* begin *
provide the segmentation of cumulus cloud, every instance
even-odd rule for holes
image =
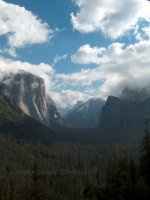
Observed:
[[[97,55],[97,52],[95,54]],[[120,95],[126,86],[133,88],[150,86],[149,55],[150,40],[140,41],[127,47],[114,43],[105,48],[101,56],[99,55],[97,67],[82,69],[72,74],[61,74],[59,78],[74,86],[90,86],[94,81],[101,80],[103,82],[95,95],[102,98],[108,95]],[[91,61],[87,57],[88,62]],[[97,57],[95,63],[97,63]]]
[[[72,55],[72,62],[77,64],[102,64],[116,59],[122,53],[124,44],[113,43],[108,48],[91,47],[89,44],[81,46]]]
[[[77,64],[98,64],[105,48],[90,47],[89,44],[81,46],[77,52],[72,55],[71,60]]]
[[[48,41],[53,37],[54,30],[24,7],[0,0],[2,35],[7,36],[9,53],[14,56],[16,48]]]
[[[53,61],[53,65],[56,65],[58,62],[61,62],[62,60],[65,60],[67,58],[67,54],[64,55],[56,55]]]
[[[74,0],[77,13],[71,13],[73,28],[81,33],[95,31],[116,39],[135,28],[139,19],[150,22],[147,0]]]
[[[54,69],[52,66],[45,63],[34,65],[29,62],[13,61],[0,57],[0,80],[9,73],[17,73],[18,70],[25,70],[42,77],[45,80],[47,92],[53,87]]]

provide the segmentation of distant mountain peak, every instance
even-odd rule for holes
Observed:
[[[122,91],[122,94],[120,96],[120,99],[125,100],[127,102],[132,102],[132,101],[144,101],[145,99],[150,98],[150,87],[146,88],[135,88],[135,89],[130,89],[130,88],[125,88]]]
[[[54,101],[46,94],[41,77],[19,70],[18,73],[7,74],[0,88],[25,114],[42,124],[52,126],[60,118]]]

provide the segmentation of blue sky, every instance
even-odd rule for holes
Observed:
[[[45,78],[58,107],[150,84],[147,0],[0,0],[1,74]]]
* end *
• [The request]:
Copy every line above word for word, leaving out the picture.

• [Response to this task]:
provide the segmentation of cumulus cloud, every instance
even-odd rule for holes
image =
Observed:
[[[97,55],[97,52],[95,54]],[[120,95],[126,86],[133,88],[150,86],[149,55],[150,40],[140,41],[127,47],[114,43],[105,48],[101,56],[99,55],[97,67],[82,69],[72,74],[61,74],[59,78],[74,86],[90,86],[94,81],[101,80],[103,82],[95,95],[102,98],[108,95]],[[91,61],[87,57],[88,62]],[[97,57],[95,63],[97,63]]]
[[[72,55],[72,62],[77,64],[102,64],[116,59],[122,53],[124,44],[113,43],[108,48],[91,47],[89,44],[81,46]]]
[[[77,64],[98,64],[105,48],[90,47],[89,44],[81,46],[77,52],[72,55],[71,60]]]
[[[48,41],[53,37],[54,30],[24,7],[0,0],[2,35],[7,36],[9,53],[14,56],[16,48]]]
[[[53,61],[53,65],[56,65],[58,62],[61,62],[62,60],[65,60],[67,58],[67,54],[64,55],[56,55]]]
[[[74,0],[77,13],[71,13],[73,28],[81,33],[95,31],[116,39],[135,28],[139,19],[150,22],[147,0]]]
[[[54,69],[52,66],[45,63],[34,65],[29,62],[13,61],[0,57],[0,80],[9,73],[17,73],[18,70],[25,70],[42,77],[45,80],[47,92],[53,87]]]

provide the segmentation of distant mountain peak, every instance
even-odd rule for holes
Observed:
[[[122,91],[122,94],[120,96],[120,99],[125,100],[127,102],[132,102],[132,101],[144,101],[145,99],[150,98],[150,87],[146,88],[135,88],[135,89],[130,89],[130,88],[125,88]]]
[[[54,101],[46,94],[41,77],[19,70],[18,73],[7,74],[0,88],[25,114],[42,124],[52,126],[60,118]]]

provide the segmentation of blue sky, every instance
even-odd rule for holes
Observed:
[[[45,78],[58,107],[150,84],[147,0],[0,0],[1,74]]]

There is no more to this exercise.